### PREGUNTAS
1. Responde, según el texto sobre el año 2020:
(a) ¿Gracias a qué se cierra el año con algo de esperanza por el futuro?
(b) ¿Qué parecían incapaces de darnos la ciencia y la tecnología?
(c) ¿Cómo se califica el altruismo?
2. Traduce al inglés esta oración del texto sobre el año 2020: "Sin embargo, como lo advirtieron muchos, la pandemia no traería grandes cambios; el capitalismo no implosionaría, las dictaduras no terminarían y los humanos seguiríamos siendo cada uno, en esencia, lo que hemos sido siempre."
3. Prolonga el texto sobre el año 2020 con un párrafo que siga a su última oración.

++++ TEXTO DE LECTURA ++++

La última semana del 2020, Annus Horribilis. Todos -o casi todos- nos hemos enfrentado a la certeza de nuestra vulnerabilidad humana, al dolor de las muertes sin despedida que se multiplicaban, a la indignación por la incompetencia, corrupción y mentira. Cerramos el año con algo de esperanza por el futuro (gracias a la vacuna), un futuro incierto en muchos aspectos, excepto por la seguridad de nuestra mortalidad.
La pandemia hizo que muchas personas asuman que la humanidad saldría nueva y mejorada, de alguna manera se tenía la expectativa que la excepcionalidad de la situación nos llevaría a que reevaluemos nuestras prioridades, nos centremos en lo importante, en lo trascendente, que aprendamos a mirar a los ojos a los demás, por esta certidumbre de que nos unía a todos el temor y el dolor. Eso de la casa común, estábamos juntos -como humanidad- en una situación que no controlábamos, que nos superaba en muchos sentidos, porque la ciencia y la tecnología parecían incapaces de darnos respuestas, o nos entregaban respuestas provisionales que cambiaban día tras día.
Sin embargo, como lo advirtieron muchos, la pandemia no traería grandes cambios; el capitalismo no implosionaría, las dictaduras no terminarían y los humanos seguiríamos siendo cada uno, en esencia, lo que hemos sido siempre. Probablemente, lo que más me ha llamado la atención de todo lo vivido es esta conducta mayoritaria de desinterés por el otro; al fin del día el egoísmo es el que marca muchas actitudes y el altruismo -preocuparnos por los demás incluso a costa de nuestro propio bienestar- es selectivo; actuamos a partir de la idea de no perjudicar -o beneficiar- a quienes tienen algún nexo o lazo, especialmente de sangre, aunque esto podamos extenderlo en muchos casos a las amistades más cercanas, con las que tenemos elementos en común, nos identificamos o queremos de alguna forma.

++++ DATOS PROPORCIONADOS ++++

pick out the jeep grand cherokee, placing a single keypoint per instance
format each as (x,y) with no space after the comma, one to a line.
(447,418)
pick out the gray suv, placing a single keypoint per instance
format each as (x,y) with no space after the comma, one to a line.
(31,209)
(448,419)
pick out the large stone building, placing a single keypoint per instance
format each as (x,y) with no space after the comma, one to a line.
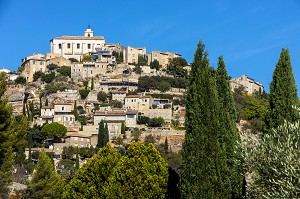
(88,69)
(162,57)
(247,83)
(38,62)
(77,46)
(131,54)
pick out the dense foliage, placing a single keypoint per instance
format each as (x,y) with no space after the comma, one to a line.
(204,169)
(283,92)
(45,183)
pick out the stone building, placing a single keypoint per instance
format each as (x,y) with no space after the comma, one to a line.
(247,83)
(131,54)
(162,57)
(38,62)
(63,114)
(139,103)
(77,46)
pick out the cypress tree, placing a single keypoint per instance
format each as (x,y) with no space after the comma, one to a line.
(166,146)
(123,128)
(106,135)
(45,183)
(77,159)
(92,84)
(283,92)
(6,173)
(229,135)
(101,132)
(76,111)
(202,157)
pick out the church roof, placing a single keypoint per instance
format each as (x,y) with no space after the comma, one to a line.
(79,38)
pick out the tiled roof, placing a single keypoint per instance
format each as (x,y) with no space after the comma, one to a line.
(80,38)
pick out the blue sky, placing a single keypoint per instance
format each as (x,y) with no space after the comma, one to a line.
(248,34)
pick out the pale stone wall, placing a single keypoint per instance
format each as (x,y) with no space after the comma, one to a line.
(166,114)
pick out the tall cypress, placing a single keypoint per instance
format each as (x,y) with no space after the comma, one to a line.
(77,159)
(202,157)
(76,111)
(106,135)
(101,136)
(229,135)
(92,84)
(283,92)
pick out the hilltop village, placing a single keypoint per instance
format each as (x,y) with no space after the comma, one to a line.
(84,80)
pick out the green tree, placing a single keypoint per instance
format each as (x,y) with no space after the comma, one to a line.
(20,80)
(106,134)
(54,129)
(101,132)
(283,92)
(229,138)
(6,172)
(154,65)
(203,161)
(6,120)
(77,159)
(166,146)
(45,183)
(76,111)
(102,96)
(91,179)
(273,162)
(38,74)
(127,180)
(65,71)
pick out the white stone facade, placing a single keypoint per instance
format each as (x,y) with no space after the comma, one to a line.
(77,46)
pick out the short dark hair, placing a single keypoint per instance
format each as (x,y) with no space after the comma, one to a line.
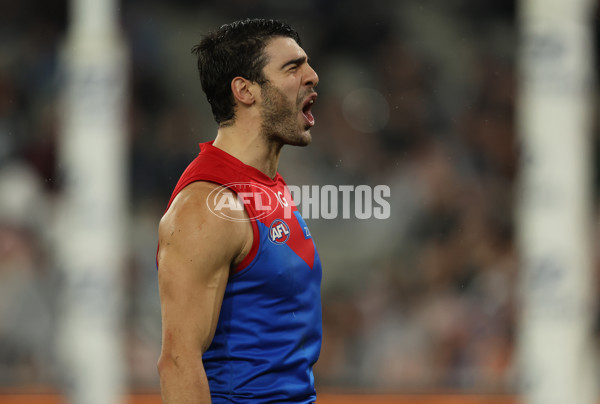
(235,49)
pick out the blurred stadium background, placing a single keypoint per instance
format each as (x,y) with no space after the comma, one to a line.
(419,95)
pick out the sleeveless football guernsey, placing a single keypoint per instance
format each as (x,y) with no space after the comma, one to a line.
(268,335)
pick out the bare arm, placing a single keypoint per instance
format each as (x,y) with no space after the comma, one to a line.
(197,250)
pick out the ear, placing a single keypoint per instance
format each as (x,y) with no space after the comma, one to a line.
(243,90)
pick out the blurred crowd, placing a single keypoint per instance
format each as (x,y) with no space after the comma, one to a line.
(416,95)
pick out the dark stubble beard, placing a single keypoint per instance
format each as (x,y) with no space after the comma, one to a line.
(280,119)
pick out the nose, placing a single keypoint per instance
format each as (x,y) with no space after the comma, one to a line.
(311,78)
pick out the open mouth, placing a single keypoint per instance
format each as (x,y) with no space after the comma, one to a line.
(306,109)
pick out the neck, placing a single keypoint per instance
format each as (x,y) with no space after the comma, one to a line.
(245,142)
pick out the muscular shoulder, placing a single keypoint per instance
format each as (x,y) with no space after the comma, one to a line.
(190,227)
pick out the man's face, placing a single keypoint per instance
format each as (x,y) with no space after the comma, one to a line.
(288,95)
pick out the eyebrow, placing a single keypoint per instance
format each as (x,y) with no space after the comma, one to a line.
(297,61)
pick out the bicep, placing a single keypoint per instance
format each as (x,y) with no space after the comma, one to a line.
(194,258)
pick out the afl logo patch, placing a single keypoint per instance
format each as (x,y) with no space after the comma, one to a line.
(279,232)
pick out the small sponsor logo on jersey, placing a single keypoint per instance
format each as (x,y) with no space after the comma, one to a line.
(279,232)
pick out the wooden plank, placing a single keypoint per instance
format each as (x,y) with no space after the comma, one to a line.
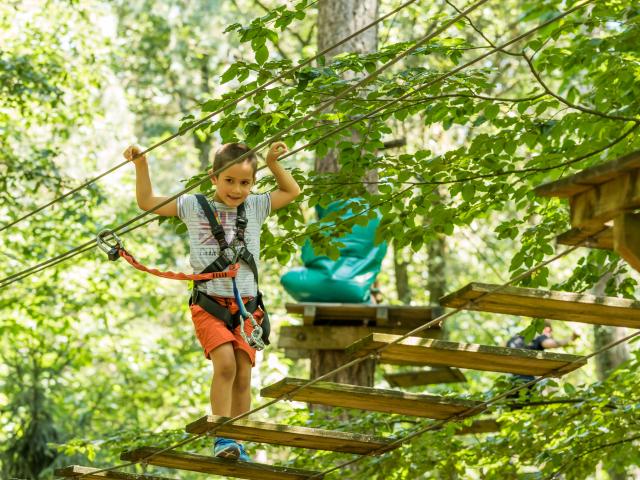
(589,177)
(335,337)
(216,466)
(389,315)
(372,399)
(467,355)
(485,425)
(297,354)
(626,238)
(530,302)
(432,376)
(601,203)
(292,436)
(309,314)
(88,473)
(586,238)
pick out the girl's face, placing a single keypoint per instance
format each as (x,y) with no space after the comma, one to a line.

++++

### RESPUESTAS POR TAREA
1.
(a) Gracias a la vacuna.
(b) Respuestas.
(c) Como selectivo.

2. However, as many warned, the pandemic would not bring great changes; capitalism would not implode, dictatorships would not end, and we humans would each go on being, in essence, what we have always been.

3.
Al final la tarea era sencilla, cuidarnos y cuidar, pero no ha sucedido. En estas últimas semanas hemos visto como muchos actúan como si nada hubiese pasado, excepto por la mascarilla como señal; las actividades sociales que multiplican el contagio crecen, con las consecuencias que conocemos: desbordamiento de los servicios de salud y la enfermedad, sufrimiento y muerte de los más vulnerables; porque al final quienes más han sufrido -y no solo con la enfermedad- son los que tienen alguna vulnerabilidad; ahora hay más pobreza, más exclusión, se multiplicaron los casos de violencia contra mujeres y niños, por mencionar solo algunos de la larga lista de ejemplos.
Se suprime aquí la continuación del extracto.